──────── Items ────────

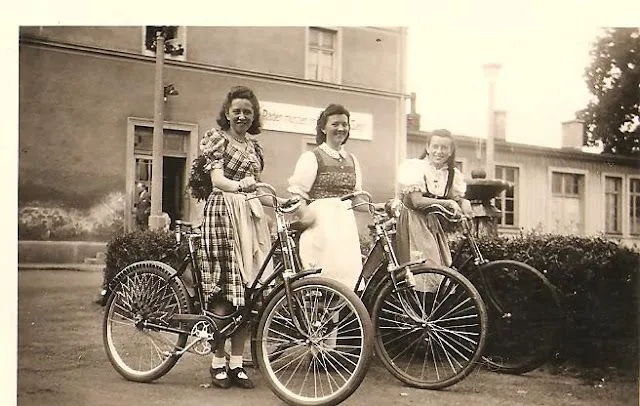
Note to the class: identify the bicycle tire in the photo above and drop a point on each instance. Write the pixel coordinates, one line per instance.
(448, 341)
(340, 342)
(144, 291)
(525, 333)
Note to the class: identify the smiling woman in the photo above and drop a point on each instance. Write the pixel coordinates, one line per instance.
(321, 177)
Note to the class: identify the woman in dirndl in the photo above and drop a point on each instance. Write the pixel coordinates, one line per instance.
(430, 179)
(235, 237)
(321, 177)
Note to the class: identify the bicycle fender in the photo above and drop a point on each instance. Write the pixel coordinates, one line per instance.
(170, 270)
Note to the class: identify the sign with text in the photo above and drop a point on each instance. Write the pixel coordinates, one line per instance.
(302, 119)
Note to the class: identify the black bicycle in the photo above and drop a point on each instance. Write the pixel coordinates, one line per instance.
(526, 319)
(311, 336)
(430, 322)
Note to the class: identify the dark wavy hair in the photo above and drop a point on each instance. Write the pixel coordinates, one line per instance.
(451, 162)
(240, 92)
(331, 110)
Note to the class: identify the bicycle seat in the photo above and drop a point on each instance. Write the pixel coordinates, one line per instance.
(298, 226)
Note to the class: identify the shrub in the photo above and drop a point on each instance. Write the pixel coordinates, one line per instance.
(597, 280)
(136, 246)
(53, 221)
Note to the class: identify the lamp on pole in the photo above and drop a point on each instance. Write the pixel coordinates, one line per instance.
(491, 71)
(156, 221)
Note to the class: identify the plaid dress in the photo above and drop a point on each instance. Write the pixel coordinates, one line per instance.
(221, 276)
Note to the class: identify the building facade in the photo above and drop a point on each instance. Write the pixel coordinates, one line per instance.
(556, 190)
(86, 112)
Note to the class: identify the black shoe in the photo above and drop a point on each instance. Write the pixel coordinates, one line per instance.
(241, 382)
(219, 382)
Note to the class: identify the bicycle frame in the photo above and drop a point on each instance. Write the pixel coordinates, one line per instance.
(383, 250)
(289, 271)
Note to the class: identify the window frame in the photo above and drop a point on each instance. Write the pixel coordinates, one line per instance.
(581, 197)
(517, 206)
(626, 222)
(337, 55)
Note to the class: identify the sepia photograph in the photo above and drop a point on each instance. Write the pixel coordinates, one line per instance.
(436, 205)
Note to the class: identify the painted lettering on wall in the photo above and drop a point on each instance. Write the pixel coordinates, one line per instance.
(302, 119)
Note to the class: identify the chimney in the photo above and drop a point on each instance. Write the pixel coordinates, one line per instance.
(573, 134)
(500, 117)
(413, 118)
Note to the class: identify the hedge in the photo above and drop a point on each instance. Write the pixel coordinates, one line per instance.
(597, 280)
(598, 284)
(136, 246)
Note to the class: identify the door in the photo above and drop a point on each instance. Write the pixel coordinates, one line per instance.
(175, 152)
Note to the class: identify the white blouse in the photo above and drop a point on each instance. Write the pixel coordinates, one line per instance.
(413, 172)
(304, 174)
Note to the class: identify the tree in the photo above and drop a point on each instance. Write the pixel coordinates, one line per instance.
(612, 117)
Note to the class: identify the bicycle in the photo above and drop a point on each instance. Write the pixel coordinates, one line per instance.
(151, 320)
(430, 322)
(526, 318)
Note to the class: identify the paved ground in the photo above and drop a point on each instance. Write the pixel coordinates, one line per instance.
(61, 361)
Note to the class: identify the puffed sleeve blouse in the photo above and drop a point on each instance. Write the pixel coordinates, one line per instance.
(413, 173)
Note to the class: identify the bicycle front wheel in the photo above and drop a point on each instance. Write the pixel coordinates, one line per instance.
(144, 297)
(325, 363)
(430, 336)
(525, 316)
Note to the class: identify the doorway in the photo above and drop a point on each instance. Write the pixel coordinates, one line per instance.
(180, 145)
(173, 187)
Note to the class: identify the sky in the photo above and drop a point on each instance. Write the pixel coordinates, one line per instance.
(540, 84)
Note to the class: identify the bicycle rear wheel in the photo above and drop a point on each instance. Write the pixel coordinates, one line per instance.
(327, 363)
(143, 294)
(525, 316)
(442, 345)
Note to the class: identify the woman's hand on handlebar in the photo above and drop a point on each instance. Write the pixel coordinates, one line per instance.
(465, 206)
(247, 184)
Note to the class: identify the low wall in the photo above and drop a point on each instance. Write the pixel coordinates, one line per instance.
(58, 252)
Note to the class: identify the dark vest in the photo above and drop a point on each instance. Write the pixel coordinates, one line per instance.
(334, 178)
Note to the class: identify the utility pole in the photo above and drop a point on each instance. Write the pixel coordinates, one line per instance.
(491, 71)
(156, 220)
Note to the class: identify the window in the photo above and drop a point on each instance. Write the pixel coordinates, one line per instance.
(506, 201)
(566, 184)
(175, 41)
(613, 202)
(634, 206)
(322, 55)
(567, 203)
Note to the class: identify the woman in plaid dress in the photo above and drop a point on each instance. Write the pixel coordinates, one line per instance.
(235, 236)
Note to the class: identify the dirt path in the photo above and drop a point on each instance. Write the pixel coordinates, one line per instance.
(61, 361)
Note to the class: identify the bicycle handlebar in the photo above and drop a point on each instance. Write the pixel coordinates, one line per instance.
(448, 215)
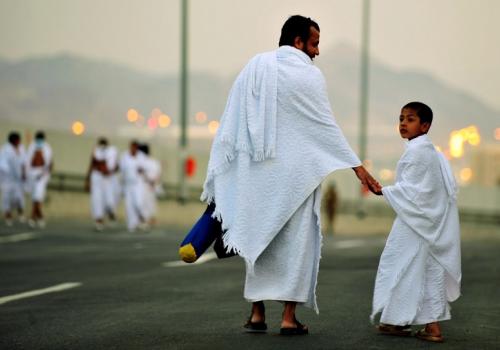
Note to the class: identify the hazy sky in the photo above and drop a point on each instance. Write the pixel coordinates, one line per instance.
(455, 40)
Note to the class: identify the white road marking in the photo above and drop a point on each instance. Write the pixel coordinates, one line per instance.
(352, 243)
(25, 236)
(34, 293)
(203, 259)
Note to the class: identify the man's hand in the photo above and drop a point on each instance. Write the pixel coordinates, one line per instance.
(368, 180)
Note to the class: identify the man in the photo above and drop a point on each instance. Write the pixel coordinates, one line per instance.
(98, 182)
(39, 166)
(12, 167)
(152, 184)
(132, 165)
(278, 122)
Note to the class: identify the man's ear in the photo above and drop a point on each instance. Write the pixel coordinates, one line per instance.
(298, 43)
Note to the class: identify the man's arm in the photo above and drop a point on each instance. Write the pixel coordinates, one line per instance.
(367, 180)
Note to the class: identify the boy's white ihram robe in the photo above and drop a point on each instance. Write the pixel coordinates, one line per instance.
(276, 143)
(420, 270)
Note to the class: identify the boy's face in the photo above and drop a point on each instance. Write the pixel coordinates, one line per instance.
(410, 125)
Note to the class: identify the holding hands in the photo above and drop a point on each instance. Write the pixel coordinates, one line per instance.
(367, 180)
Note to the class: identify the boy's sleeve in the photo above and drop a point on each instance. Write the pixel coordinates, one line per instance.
(411, 198)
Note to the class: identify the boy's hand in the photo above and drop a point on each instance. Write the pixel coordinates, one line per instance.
(368, 180)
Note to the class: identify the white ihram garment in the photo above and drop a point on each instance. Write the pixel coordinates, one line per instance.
(113, 188)
(152, 173)
(101, 187)
(12, 163)
(39, 176)
(420, 270)
(133, 187)
(276, 143)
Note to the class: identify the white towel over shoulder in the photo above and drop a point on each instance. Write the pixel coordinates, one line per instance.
(260, 172)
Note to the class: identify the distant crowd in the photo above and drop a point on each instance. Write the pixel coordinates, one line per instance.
(134, 176)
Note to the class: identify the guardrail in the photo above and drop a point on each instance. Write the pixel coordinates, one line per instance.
(67, 182)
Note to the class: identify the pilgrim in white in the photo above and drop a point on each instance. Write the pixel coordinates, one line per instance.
(39, 166)
(132, 168)
(420, 270)
(13, 178)
(102, 200)
(276, 143)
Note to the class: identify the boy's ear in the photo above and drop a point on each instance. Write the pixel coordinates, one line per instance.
(425, 127)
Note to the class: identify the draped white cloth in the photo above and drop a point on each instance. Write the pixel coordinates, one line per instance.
(277, 141)
(38, 176)
(132, 169)
(420, 267)
(12, 163)
(103, 197)
(152, 174)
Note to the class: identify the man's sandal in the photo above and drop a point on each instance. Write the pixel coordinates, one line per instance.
(424, 335)
(255, 327)
(389, 329)
(299, 330)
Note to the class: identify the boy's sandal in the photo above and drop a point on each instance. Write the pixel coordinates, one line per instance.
(424, 335)
(299, 330)
(389, 329)
(255, 327)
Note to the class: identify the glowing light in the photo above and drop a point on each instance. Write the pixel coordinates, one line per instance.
(155, 113)
(386, 174)
(164, 121)
(497, 134)
(458, 138)
(456, 144)
(152, 123)
(466, 174)
(132, 115)
(213, 126)
(78, 128)
(201, 117)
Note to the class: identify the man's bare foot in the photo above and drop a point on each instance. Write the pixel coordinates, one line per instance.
(258, 312)
(289, 322)
(431, 332)
(433, 329)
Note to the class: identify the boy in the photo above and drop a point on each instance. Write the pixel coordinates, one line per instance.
(419, 270)
(39, 166)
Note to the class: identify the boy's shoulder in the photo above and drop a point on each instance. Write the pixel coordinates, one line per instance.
(421, 151)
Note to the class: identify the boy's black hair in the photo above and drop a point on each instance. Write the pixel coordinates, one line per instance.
(102, 141)
(40, 135)
(13, 137)
(296, 26)
(144, 148)
(423, 111)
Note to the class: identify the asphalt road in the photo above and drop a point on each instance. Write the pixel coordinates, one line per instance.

────────

* _Task prompt_: Print again the material above, limited to the lines from the one holding "Note to the class: identify the boy's ear" through the last, inclusive.

* _Correct output_:
Note to the class: identify the boy's ear in the photo above and drop a point on each instance. Write the pixel coordinates, one line per instance.
(425, 127)
Note to the class: identify the draped white cloth in the photo above and drop a point on each instance. Write the pixel coordinates, one line per instance.
(277, 141)
(38, 176)
(132, 169)
(420, 267)
(12, 163)
(103, 197)
(152, 174)
Note to the class: identify the man's sandal in the photo above and drop a point on each instance. Write the pixel coordinates, one line per instance.
(424, 335)
(255, 327)
(389, 329)
(299, 330)
Note to the class: identify the boy's sandal in the photo above and drop a point on each instance. Write the pixel coordinates, one line per instance.
(424, 335)
(299, 330)
(389, 329)
(255, 327)
Note to the class: identify the glowing light in the photo above and drop a point on each instance. Write the pixel coordinates, one line per instance.
(155, 113)
(386, 174)
(164, 121)
(497, 134)
(458, 138)
(456, 144)
(152, 123)
(466, 174)
(132, 115)
(213, 126)
(78, 128)
(201, 117)
Note to the class: identify the man's bare foot in the photo above and drop a point on each instance. Write the pixel coordinates, one line per instance.
(258, 312)
(289, 322)
(431, 332)
(433, 329)
Note to the class: identify the boy in the photo above and drop a point on each instance. Write the pixel coordinates, one line per instance.
(419, 270)
(39, 166)
Note to the class: identify the boy's shoulder in the photo above and drop a point on each instance. Write the pixel coordinates, one line per instance.
(421, 151)
Note to the class: identify the boy's black hair in the photo above and drop a point on each instance. Write the pixel coordinates, one line per instance.
(102, 141)
(40, 135)
(13, 137)
(296, 26)
(144, 148)
(423, 111)
Note to the class: identify the asphalt road in the photo above and drop a point on each instance. Write the pixel coordinates, one line per instance.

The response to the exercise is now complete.